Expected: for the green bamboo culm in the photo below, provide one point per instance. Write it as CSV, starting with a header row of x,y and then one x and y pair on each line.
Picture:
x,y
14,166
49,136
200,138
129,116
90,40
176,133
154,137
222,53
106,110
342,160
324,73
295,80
══════
Aim >> Reproduce the items above with "green bamboo culm" replaced by "bamboo stalk", keeping every other part unchanged.

Answer to this problem >>
Expected: for the bamboo stalk in the photo below, provide one point per instance. Write it as CSV, starting with a header row of x,y and then one x and y pair on each line.
Picture:
x,y
14,166
49,136
200,138
129,116
90,40
176,133
154,137
222,53
106,110
342,160
324,73
295,80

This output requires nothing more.